• Written instruction:
List every social media platform and news outlet that the PolitiSense project description below names as a source of its scraped data.

------ Selected text ------

PolitiSense scrapes data on hundreds of thousands of headlines, posts and comments across the internet, gathering the opinions of the masses from tweets on Twitter or subreddits on Reddit while also sifting through volumes of news headlines from major media outlets such as Fox or CNN. We then see what people are saying about a particular political figure at any given time, analyzing sentiment with word content and level of engagement (number of likes, retweets, upvotes, etc) and aggregating into a single sentiment score.
Using the search feature, find out how the internet feels about a political figure in real-time!
How we built it
- Flask for serving templates and running scraping tasks
- MongoDB to store scraped data
- Python and various APIs (beautiful soup, pushshift, tweepy, etc) for scraping data
- NLTK for sentiment analysis
- Google cloud hosting backend
Challenges we ran into
- various frustrating front end tasks (e.g. the search bar that wouldn't center)

------ Information given ------

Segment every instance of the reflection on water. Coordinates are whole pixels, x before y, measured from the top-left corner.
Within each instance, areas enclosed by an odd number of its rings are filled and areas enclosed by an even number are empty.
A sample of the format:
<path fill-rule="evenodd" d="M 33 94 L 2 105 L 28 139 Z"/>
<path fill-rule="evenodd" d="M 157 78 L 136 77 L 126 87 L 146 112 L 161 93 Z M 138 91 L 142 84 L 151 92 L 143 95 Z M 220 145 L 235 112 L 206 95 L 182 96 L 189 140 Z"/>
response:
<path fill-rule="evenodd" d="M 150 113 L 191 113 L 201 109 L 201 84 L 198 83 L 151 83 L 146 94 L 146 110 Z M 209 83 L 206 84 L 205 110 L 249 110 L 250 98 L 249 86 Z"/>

------

• The reply:
Twitter, Reddit, Fox, CNN